Task to carry out =
Which lines of the data below contain the word "green"? Show each one in full.

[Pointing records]
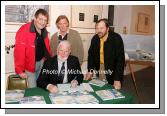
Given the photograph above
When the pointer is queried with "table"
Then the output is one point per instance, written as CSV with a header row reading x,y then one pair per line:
x,y
138,62
129,99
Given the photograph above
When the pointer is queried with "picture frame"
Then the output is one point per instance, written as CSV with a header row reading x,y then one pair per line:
x,y
143,23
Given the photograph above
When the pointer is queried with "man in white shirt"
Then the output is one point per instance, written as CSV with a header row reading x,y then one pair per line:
x,y
62,68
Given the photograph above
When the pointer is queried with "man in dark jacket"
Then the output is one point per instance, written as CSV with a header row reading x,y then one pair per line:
x,y
62,68
106,55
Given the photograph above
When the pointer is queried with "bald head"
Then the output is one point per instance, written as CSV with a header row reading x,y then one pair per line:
x,y
63,50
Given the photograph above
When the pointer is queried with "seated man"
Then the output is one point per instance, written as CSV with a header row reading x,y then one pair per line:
x,y
62,68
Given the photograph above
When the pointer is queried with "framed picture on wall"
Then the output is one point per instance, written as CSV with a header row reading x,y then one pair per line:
x,y
143,23
22,13
85,16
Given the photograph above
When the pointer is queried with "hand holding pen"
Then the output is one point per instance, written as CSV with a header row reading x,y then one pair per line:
x,y
74,82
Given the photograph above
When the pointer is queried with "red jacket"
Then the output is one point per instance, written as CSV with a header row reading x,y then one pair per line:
x,y
24,51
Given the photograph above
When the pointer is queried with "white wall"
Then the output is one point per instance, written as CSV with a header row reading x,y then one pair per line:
x,y
55,11
122,17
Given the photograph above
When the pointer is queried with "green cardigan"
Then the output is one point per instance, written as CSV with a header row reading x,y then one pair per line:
x,y
76,44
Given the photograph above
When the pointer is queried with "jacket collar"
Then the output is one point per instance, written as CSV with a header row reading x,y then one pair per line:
x,y
33,30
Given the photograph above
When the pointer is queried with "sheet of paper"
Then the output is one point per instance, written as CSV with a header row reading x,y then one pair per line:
x,y
67,87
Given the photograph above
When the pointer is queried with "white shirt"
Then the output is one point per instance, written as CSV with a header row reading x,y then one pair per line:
x,y
65,80
58,33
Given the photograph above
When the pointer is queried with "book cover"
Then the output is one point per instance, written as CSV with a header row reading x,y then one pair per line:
x,y
97,82
109,94
13,95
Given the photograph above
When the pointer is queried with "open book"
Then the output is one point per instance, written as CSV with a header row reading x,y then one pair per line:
x,y
97,82
73,98
109,94
13,95
33,100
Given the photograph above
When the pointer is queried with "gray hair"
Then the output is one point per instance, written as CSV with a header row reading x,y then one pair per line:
x,y
64,42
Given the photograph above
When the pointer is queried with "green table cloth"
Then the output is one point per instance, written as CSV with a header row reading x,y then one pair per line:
x,y
129,99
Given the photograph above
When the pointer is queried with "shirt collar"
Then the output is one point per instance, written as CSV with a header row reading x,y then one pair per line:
x,y
58,33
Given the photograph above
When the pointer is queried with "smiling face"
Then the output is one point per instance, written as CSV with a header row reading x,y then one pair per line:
x,y
101,29
40,21
63,25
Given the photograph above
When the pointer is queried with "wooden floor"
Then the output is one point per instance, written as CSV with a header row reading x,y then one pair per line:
x,y
145,80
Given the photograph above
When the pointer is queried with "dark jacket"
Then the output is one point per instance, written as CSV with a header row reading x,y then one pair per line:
x,y
114,57
24,51
51,77
74,38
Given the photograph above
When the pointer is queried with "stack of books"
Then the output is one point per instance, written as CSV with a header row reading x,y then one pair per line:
x,y
109,94
97,82
73,98
33,100
12,96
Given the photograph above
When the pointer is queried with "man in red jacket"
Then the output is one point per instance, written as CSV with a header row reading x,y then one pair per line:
x,y
32,47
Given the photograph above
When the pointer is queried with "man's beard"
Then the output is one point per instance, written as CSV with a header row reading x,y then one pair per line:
x,y
100,34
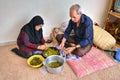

Result =
When the pointer is queried with "green cardigan"
When the pointer is queried with "green table cloth"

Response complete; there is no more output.